**Text section**
══════════
Friday Morning Fish Fry

Every once in a while, S.F. Chronicle columnist Herb Cain would put together a column of bits and pieces, so-called 3-dot journalism,  and he would call it “Friday Morning Fish Fry.” I’m still unscrambling things from my month on the road, so here’s an interim bunch of disconnected facts:

It’s an iPhone world I live in a small-town. Most days I only see a few people. Spending weeks in the cities among 1000s of people, it struck me how everyone is connected via smartphones. I’m not into that level of communication, so the extent of phone calling, texting, googling, is um, awesome. It’s the way the world is out there — yow!

AirBnB I guess I really don’t get out much in the world. What I didn’t realize re AirBnB is that many of these are rooms in homes where it’s like you have a roommate. Shared bathroom, kitchen, living room. My 2 AirBnB experiences were very good, but I think I lucked out. A lot of those rooms on the website look pretty grim.
══════════
**Supplied information**
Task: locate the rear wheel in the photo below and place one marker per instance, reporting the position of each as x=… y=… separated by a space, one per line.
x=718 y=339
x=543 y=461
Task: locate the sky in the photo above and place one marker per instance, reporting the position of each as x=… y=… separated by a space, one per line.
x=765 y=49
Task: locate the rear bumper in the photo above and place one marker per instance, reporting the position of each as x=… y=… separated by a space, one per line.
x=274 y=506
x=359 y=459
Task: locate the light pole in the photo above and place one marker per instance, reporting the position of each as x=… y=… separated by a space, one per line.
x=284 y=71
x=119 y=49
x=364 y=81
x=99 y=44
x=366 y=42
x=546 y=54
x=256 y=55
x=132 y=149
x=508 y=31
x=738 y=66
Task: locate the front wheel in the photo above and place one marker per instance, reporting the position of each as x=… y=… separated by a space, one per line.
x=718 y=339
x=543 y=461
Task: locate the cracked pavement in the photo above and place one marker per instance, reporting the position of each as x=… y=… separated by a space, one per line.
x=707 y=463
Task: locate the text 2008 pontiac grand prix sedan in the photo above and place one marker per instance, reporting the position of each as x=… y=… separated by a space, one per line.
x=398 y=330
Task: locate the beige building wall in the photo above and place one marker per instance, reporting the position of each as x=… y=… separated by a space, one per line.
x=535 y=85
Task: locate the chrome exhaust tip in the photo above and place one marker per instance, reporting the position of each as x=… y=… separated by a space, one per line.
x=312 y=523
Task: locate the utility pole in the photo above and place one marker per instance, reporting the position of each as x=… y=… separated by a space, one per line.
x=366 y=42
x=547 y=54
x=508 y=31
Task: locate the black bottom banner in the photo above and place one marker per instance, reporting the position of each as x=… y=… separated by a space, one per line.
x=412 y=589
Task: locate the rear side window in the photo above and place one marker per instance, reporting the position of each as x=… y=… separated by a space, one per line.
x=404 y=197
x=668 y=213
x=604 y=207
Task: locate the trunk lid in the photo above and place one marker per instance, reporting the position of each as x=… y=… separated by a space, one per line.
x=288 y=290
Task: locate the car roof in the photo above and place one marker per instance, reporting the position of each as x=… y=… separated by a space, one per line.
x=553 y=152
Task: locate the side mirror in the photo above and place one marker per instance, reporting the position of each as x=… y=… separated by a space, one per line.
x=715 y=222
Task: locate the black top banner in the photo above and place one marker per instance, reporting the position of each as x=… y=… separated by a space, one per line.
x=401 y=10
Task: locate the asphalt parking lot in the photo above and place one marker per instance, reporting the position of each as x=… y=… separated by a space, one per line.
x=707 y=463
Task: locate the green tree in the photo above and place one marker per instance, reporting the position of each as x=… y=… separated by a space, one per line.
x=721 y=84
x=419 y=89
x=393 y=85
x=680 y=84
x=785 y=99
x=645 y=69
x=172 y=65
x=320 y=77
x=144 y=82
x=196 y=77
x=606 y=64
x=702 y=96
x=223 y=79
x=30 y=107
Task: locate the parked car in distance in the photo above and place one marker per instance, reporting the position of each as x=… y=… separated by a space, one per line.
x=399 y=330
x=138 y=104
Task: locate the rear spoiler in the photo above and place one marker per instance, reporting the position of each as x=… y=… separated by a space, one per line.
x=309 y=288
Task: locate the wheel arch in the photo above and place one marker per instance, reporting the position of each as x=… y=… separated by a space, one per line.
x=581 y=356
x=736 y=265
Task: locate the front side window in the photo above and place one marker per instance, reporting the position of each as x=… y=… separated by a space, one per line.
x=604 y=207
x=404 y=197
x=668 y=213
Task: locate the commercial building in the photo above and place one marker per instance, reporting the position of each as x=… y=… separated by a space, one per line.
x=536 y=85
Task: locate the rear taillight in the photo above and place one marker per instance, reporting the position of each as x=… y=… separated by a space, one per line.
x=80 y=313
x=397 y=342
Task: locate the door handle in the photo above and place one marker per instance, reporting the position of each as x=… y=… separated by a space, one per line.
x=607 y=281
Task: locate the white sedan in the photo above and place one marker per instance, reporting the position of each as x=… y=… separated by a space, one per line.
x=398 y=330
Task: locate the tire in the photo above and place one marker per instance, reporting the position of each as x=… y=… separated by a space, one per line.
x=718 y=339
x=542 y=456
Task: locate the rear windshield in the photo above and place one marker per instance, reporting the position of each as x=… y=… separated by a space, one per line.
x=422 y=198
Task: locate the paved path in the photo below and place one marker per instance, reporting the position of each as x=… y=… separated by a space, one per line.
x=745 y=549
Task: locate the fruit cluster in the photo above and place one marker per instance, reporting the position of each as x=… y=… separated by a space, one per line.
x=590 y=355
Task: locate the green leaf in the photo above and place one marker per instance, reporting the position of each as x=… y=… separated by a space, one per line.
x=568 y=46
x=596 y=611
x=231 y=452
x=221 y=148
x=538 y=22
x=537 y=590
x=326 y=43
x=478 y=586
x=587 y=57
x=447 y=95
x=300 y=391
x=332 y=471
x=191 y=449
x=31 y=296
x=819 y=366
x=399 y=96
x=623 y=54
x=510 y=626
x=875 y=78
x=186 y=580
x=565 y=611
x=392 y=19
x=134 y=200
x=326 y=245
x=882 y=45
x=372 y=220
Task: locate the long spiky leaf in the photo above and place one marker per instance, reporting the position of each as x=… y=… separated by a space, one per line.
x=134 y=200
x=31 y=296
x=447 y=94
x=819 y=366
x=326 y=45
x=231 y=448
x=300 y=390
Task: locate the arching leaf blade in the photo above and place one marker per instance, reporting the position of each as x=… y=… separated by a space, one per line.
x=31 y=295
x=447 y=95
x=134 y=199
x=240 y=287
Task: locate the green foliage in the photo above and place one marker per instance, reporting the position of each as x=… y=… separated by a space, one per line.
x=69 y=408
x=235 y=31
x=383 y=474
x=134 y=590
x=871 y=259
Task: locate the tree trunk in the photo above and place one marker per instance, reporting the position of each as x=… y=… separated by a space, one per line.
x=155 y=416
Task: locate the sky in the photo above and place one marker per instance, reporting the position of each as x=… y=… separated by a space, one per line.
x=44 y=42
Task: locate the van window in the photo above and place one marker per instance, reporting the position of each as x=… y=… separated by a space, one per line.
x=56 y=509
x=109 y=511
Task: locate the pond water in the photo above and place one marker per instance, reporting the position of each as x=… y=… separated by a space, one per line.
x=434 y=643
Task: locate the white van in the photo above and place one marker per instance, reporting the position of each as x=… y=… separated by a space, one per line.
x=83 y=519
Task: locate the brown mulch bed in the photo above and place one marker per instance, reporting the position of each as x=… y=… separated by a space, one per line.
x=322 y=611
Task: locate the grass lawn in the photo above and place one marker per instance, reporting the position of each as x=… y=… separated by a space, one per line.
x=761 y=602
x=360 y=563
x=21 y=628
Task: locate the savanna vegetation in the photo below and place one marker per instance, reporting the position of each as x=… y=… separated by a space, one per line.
══════════
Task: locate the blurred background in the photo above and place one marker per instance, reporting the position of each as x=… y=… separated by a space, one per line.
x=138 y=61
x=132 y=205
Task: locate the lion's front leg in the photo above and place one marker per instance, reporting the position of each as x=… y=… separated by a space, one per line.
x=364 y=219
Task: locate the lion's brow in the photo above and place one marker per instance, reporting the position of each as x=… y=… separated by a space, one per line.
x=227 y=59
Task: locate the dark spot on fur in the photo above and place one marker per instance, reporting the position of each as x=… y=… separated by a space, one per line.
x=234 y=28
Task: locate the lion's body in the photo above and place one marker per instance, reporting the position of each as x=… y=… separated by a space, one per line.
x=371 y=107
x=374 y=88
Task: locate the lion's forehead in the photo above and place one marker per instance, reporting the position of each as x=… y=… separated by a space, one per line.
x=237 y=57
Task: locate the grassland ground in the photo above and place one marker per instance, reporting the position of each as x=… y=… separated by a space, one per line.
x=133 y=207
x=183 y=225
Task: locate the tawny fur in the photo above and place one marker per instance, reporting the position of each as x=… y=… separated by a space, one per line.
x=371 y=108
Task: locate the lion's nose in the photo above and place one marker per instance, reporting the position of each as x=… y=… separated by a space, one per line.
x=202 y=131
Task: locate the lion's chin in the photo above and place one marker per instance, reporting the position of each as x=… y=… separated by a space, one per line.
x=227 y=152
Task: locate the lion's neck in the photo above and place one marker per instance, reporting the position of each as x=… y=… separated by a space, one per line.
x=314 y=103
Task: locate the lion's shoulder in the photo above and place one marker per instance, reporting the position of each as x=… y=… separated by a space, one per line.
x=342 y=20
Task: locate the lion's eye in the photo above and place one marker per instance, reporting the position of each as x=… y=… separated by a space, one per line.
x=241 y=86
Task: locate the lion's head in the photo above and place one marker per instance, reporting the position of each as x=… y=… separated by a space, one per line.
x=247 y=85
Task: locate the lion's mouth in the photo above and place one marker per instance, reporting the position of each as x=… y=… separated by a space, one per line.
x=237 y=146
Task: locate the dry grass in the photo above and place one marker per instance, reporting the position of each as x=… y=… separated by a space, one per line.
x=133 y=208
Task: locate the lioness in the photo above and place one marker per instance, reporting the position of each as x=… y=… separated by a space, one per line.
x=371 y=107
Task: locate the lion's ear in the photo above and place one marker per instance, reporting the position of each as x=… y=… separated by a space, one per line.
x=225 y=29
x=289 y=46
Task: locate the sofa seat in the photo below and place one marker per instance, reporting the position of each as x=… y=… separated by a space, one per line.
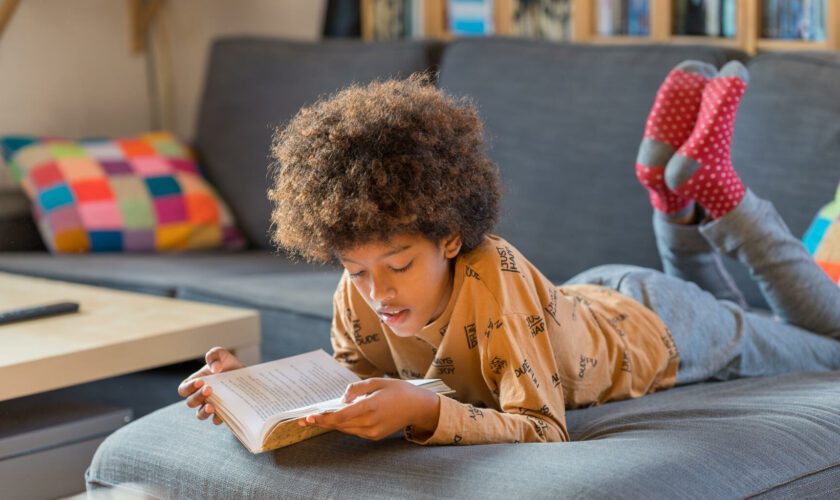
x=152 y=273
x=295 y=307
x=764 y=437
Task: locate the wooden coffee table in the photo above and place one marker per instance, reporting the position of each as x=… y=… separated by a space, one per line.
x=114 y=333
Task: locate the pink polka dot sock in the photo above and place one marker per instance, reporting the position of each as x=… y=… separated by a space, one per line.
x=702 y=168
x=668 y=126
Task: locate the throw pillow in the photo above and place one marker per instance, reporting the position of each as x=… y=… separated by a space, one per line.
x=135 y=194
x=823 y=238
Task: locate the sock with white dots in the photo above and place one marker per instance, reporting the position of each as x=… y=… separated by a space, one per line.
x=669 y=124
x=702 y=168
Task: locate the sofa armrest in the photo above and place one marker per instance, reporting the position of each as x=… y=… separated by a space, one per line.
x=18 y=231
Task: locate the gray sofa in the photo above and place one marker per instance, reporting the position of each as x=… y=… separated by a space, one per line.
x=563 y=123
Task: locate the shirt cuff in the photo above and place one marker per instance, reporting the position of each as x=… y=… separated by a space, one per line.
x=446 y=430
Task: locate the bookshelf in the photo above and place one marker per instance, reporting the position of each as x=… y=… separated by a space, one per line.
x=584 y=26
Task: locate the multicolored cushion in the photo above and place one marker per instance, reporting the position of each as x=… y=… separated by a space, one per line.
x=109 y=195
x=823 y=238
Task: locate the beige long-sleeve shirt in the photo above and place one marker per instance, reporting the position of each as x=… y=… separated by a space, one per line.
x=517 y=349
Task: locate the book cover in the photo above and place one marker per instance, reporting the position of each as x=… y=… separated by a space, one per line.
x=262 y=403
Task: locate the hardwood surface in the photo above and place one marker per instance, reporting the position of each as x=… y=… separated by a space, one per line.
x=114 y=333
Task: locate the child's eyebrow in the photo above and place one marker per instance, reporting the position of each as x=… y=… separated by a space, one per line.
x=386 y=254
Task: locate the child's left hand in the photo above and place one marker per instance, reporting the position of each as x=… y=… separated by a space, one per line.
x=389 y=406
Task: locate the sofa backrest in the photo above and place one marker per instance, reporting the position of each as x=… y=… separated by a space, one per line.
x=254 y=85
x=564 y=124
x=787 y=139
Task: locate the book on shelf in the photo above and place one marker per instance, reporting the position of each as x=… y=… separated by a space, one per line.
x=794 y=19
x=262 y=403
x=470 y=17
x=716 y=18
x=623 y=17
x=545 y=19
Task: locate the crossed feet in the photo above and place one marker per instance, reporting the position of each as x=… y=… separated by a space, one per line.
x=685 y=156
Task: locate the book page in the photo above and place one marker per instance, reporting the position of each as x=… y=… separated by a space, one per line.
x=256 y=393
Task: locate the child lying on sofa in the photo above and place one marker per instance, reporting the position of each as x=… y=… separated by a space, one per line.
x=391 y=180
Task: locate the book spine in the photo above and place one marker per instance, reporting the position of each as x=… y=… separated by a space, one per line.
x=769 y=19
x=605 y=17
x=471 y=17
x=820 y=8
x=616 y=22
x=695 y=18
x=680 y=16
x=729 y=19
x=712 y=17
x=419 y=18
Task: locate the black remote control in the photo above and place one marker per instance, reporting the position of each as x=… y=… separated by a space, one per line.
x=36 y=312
══════════
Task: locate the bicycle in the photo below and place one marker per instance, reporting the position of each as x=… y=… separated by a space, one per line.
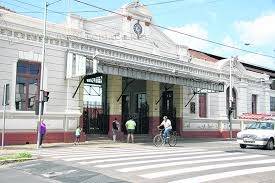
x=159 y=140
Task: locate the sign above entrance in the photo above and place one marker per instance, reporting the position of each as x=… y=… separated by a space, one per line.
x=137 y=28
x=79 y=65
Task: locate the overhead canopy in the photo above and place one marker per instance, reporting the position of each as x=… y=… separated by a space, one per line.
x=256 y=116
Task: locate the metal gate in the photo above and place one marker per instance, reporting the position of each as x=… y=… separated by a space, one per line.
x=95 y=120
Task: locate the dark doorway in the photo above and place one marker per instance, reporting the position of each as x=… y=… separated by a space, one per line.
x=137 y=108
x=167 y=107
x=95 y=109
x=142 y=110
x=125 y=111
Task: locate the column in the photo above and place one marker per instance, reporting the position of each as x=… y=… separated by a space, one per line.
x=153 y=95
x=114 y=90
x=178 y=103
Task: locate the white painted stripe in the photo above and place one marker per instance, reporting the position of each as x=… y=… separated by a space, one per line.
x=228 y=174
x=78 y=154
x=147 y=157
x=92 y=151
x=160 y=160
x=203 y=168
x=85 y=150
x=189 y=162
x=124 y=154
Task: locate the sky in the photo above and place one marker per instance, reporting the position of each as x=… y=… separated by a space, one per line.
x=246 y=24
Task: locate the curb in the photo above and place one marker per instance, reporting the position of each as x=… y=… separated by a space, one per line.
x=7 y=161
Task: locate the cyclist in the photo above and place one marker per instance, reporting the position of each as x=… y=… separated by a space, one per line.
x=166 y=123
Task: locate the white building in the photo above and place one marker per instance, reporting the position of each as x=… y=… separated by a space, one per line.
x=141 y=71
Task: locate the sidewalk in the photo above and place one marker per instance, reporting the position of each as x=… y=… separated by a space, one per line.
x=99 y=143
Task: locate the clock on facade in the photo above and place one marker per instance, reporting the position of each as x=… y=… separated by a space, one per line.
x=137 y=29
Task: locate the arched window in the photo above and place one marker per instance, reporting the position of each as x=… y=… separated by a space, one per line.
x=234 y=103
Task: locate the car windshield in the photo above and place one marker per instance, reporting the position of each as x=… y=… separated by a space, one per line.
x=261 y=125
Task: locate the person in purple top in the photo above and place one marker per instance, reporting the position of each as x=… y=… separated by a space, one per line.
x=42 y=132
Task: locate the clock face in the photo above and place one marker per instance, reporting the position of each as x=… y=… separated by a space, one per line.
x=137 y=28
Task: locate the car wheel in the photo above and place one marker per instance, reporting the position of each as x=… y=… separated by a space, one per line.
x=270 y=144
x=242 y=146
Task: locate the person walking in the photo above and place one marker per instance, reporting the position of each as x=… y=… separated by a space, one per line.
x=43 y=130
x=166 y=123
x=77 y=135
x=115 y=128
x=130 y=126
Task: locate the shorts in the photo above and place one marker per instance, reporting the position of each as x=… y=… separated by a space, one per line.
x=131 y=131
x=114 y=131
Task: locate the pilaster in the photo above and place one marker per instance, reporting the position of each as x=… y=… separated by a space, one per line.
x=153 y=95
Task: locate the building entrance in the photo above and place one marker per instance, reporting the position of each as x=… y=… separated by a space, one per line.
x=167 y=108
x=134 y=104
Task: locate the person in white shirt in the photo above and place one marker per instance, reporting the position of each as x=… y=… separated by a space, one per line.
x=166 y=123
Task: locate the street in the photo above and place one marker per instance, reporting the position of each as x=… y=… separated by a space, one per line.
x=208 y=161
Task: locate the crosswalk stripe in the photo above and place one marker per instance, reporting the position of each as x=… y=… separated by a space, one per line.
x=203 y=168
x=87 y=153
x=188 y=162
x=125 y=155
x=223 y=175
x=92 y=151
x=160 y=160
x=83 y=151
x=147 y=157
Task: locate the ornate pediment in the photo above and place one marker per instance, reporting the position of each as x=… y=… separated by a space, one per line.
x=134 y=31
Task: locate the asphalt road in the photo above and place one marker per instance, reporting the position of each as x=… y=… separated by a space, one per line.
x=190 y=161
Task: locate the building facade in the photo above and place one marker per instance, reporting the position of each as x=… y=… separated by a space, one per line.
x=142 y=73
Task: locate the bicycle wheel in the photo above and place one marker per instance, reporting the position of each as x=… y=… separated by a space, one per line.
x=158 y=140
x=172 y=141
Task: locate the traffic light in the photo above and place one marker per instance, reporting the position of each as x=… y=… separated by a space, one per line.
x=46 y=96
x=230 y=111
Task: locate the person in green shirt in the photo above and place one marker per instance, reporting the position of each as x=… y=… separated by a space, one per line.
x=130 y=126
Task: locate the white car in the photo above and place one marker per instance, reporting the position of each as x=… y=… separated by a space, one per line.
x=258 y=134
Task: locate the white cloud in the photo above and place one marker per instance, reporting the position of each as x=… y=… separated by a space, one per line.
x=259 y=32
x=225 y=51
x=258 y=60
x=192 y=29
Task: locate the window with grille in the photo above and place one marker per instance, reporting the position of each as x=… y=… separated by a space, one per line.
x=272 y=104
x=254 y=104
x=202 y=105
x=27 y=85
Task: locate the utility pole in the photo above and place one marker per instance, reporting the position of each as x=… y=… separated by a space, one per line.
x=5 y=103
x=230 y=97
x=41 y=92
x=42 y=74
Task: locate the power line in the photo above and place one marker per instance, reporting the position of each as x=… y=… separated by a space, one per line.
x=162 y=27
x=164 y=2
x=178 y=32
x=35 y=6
══════════
**Stated exercise**
Answer these questions using the Friday Morning Fish Fry post above, and number your answers to match.
1. Which newspaper did Herb Cain write a column for?
2. How many AirBnB stays does the writer mention?
3. Which three spaces are shared in many AirBnB rooms?

**Output for this task**
1. The S.F. Chronicle.
2. Two.
3. The bathroom, kitchen, and living room.